SET TASK:
Please reproduce the entries from the start down to and including the line that contains "[(108, 49)]".

-=-=-=-=-

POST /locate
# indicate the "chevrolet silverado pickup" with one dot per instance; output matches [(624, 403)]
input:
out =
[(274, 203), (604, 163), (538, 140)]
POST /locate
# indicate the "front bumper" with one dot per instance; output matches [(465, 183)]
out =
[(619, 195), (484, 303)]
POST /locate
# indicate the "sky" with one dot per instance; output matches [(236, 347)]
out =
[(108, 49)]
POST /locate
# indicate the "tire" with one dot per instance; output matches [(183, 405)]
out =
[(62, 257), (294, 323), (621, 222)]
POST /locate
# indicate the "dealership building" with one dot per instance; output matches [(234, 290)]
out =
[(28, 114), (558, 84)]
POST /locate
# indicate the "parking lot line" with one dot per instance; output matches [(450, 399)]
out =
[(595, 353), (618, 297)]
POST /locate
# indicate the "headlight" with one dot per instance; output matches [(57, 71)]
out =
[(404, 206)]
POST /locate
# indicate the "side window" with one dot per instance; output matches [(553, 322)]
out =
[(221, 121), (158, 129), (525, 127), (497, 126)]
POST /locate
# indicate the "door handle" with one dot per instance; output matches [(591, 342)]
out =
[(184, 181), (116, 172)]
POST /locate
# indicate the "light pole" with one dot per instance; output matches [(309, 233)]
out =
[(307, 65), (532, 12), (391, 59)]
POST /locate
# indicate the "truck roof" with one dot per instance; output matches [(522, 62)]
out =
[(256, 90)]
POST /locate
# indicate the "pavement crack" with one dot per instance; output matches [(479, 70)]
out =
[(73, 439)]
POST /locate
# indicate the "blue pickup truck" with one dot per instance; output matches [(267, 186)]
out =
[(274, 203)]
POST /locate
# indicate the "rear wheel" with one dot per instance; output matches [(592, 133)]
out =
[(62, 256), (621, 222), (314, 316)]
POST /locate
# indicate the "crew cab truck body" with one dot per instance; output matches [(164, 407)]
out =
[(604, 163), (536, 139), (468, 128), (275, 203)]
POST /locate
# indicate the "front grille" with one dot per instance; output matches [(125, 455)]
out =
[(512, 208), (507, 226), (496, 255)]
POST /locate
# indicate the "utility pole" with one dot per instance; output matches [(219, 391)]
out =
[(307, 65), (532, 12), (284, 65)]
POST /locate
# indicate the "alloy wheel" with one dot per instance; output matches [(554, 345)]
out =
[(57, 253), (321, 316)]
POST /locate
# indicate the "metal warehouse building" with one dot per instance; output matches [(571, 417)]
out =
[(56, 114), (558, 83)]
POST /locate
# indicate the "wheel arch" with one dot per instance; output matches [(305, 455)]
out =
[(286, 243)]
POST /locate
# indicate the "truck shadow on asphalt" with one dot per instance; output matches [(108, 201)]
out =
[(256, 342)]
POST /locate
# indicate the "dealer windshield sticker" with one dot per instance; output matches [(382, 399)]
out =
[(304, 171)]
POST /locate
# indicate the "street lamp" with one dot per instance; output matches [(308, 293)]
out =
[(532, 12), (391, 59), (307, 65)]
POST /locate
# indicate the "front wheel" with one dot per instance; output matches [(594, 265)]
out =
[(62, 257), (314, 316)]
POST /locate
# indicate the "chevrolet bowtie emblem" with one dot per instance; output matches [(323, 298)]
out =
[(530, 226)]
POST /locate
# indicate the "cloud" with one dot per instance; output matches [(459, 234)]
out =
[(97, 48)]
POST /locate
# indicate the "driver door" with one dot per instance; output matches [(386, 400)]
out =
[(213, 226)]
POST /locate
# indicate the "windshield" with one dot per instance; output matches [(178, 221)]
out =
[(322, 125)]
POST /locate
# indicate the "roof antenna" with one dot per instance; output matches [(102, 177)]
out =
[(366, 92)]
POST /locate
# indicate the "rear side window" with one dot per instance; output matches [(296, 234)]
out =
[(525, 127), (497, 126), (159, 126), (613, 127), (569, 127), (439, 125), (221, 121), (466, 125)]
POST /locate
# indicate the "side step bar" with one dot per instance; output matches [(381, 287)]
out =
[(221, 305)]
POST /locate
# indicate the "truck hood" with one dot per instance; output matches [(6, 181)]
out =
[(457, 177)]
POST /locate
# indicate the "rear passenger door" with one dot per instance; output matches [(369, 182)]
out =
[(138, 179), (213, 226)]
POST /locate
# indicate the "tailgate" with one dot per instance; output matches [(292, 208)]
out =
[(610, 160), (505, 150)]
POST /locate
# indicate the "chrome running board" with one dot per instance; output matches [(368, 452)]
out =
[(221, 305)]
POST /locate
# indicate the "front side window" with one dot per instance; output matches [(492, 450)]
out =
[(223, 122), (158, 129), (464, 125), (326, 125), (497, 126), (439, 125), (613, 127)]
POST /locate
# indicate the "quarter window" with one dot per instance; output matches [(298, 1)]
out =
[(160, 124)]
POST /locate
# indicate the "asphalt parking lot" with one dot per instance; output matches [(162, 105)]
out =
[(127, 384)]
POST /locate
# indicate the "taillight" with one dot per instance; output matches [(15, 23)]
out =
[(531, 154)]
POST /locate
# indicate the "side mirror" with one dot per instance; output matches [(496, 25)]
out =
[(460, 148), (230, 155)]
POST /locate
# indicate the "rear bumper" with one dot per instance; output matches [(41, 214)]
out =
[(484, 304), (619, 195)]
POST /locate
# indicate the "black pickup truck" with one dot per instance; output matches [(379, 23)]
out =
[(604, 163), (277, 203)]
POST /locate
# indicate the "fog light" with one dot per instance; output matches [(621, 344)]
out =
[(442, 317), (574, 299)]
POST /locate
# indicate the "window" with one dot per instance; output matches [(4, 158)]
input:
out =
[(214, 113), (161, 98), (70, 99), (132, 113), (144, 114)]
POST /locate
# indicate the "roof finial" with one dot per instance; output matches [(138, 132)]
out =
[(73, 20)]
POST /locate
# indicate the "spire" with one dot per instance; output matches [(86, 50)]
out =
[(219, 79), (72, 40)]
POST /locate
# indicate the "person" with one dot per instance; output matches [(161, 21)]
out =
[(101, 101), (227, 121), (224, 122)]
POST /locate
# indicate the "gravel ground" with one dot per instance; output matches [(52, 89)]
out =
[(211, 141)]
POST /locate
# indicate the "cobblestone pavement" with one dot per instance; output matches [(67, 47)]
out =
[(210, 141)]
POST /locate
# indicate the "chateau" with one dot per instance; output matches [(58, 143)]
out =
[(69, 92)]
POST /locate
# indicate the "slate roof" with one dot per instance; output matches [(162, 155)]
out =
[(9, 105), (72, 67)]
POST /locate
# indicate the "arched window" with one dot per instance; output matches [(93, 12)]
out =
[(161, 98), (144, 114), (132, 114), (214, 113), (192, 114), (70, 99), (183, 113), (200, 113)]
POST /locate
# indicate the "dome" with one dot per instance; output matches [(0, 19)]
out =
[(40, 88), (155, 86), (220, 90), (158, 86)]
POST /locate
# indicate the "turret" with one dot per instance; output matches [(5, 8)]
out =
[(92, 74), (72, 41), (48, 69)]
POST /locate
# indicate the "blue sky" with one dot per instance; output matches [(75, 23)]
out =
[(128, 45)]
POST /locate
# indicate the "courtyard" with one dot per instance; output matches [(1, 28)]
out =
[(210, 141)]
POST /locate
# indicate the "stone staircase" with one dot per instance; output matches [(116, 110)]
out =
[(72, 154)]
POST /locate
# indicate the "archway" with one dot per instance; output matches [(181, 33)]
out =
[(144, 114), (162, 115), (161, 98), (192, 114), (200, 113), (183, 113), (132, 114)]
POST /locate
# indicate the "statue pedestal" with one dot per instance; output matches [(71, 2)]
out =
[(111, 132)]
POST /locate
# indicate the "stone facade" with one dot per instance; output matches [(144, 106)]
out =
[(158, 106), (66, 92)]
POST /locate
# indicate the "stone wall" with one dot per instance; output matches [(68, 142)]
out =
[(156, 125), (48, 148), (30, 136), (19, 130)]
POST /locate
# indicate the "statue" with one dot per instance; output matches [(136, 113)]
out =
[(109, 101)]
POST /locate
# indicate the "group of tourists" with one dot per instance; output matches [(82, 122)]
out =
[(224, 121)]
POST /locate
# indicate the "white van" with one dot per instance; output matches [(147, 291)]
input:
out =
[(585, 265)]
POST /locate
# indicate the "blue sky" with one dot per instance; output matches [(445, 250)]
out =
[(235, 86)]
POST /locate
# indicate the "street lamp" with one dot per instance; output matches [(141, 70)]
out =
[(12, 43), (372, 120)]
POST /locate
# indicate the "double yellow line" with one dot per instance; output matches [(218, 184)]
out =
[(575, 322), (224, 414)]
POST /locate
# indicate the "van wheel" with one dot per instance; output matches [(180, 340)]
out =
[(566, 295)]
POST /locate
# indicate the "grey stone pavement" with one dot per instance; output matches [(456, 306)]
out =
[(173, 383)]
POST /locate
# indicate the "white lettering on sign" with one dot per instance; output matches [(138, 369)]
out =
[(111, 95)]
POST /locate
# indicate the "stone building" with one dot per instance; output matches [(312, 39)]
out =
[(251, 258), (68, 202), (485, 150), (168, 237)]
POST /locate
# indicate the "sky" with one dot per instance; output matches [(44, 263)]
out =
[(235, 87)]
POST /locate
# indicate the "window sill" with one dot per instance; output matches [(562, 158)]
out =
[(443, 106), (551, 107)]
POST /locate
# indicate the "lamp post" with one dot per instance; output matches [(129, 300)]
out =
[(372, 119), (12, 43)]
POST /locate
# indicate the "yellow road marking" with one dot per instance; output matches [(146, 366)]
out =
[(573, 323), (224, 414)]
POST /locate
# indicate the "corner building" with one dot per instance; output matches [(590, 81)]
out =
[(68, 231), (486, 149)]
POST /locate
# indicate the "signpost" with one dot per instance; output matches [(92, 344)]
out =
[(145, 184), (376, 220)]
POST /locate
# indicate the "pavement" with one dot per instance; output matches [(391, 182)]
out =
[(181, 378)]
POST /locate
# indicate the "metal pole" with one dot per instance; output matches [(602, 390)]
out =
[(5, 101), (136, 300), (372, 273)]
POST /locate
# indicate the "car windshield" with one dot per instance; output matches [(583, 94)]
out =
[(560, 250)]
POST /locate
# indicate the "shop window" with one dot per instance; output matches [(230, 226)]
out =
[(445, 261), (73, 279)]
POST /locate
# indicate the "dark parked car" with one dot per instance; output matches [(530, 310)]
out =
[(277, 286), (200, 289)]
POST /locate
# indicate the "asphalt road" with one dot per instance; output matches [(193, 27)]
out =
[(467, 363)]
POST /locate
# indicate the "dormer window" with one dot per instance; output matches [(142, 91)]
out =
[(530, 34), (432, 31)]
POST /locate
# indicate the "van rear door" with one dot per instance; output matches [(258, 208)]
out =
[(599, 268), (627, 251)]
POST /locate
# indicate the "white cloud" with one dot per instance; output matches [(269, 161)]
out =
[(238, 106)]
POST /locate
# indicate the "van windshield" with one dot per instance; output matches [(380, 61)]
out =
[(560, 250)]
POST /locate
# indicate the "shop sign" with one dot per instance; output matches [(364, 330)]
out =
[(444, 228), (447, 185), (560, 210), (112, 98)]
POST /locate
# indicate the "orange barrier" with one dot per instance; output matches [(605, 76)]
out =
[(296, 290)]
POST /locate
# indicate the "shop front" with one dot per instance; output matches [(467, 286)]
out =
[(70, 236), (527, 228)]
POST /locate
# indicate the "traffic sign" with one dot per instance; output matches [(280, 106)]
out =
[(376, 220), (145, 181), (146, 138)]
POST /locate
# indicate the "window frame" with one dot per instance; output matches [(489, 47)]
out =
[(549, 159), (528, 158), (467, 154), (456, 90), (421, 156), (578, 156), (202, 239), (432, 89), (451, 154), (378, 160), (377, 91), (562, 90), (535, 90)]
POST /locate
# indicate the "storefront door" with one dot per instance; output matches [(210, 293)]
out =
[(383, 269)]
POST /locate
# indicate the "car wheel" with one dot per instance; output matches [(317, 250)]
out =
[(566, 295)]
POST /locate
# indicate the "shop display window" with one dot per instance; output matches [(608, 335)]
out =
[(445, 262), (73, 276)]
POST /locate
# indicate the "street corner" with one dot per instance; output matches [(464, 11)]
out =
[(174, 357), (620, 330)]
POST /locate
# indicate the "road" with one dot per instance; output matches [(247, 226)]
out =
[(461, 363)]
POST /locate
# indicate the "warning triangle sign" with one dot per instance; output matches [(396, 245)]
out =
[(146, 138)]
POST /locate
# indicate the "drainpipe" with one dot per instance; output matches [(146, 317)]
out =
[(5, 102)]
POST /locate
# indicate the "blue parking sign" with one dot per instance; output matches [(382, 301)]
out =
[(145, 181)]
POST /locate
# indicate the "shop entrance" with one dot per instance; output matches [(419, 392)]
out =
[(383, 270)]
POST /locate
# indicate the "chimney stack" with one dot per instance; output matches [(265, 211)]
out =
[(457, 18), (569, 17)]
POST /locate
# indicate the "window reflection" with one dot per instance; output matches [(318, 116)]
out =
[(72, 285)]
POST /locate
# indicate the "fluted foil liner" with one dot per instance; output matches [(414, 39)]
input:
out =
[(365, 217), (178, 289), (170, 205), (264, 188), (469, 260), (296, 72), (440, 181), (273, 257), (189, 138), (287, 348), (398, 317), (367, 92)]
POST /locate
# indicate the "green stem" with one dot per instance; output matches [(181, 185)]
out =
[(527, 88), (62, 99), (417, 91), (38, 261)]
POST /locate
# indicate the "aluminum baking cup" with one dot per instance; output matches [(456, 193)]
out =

-=-=-=-=-

RESULT:
POST /locate
# indicate the "chevrolet silverado pickup" with one dot per instance; output matches [(624, 403)]
input:
out =
[(274, 203), (604, 163), (538, 140)]
POST /locate
# indicate the "front bumper" with one dot per instance; output matches [(465, 183)]
out =
[(619, 195), (484, 303)]
POST /locate
# indicate the "sky" with one dot per instance; output matches [(236, 347)]
out =
[(108, 49)]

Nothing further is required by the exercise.